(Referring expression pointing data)
• • • • •

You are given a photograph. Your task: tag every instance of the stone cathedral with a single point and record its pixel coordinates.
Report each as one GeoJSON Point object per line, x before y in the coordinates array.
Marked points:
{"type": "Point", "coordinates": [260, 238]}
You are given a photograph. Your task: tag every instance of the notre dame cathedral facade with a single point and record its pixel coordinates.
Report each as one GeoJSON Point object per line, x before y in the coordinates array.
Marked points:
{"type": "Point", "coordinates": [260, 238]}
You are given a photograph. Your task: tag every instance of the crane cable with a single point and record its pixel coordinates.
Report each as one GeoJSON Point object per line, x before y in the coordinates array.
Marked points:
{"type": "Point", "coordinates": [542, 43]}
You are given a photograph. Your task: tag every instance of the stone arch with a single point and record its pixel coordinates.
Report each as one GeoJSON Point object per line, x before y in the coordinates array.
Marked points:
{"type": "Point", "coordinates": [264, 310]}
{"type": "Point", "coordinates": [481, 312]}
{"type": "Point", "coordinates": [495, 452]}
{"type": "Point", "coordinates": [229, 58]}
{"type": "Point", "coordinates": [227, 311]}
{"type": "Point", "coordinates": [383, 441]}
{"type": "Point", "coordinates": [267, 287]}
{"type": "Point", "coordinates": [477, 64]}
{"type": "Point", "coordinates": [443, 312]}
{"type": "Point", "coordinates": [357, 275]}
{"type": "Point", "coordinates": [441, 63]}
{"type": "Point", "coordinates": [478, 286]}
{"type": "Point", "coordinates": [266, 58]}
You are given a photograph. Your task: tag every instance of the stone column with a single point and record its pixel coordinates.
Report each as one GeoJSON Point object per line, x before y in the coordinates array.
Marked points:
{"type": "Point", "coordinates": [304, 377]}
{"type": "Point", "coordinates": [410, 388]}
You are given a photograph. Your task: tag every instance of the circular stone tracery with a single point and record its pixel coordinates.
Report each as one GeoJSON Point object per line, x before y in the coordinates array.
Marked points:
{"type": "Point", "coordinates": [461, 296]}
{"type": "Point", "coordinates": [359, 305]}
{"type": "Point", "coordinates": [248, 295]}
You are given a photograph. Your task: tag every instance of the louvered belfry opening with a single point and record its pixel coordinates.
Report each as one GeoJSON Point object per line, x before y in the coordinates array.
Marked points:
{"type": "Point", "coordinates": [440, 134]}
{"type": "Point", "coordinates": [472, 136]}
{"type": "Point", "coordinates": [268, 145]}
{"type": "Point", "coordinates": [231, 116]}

• • • • •

Description of the task: The lines above that hold the string "record" are to be located and copied.

Exercise result:
You are given a photograph. Your task: tag every instance of the stone cathedral with a single point and record its pixel coordinates.
You are given a photograph. Your task: tag every instance of the notre dame cathedral facade with a single point and record its pixel coordinates.
You are given a photograph. Your task: tag every instance of the crane cable with a single point and record its pixel coordinates.
You are given a photograph. Your task: tag every instance of the stone arch with a single point and record its pixel coordinates.
You are given a photograph. Your task: tag every instance of the stone column with a single point and record its pixel coordinates.
You are given a photograph. Your task: tag every instance of the circular stone tracery with a single point and record its pixel coordinates.
You are given a photograph. Your task: tag every instance of the louvered belfry opening with a single point and record its pixel coordinates.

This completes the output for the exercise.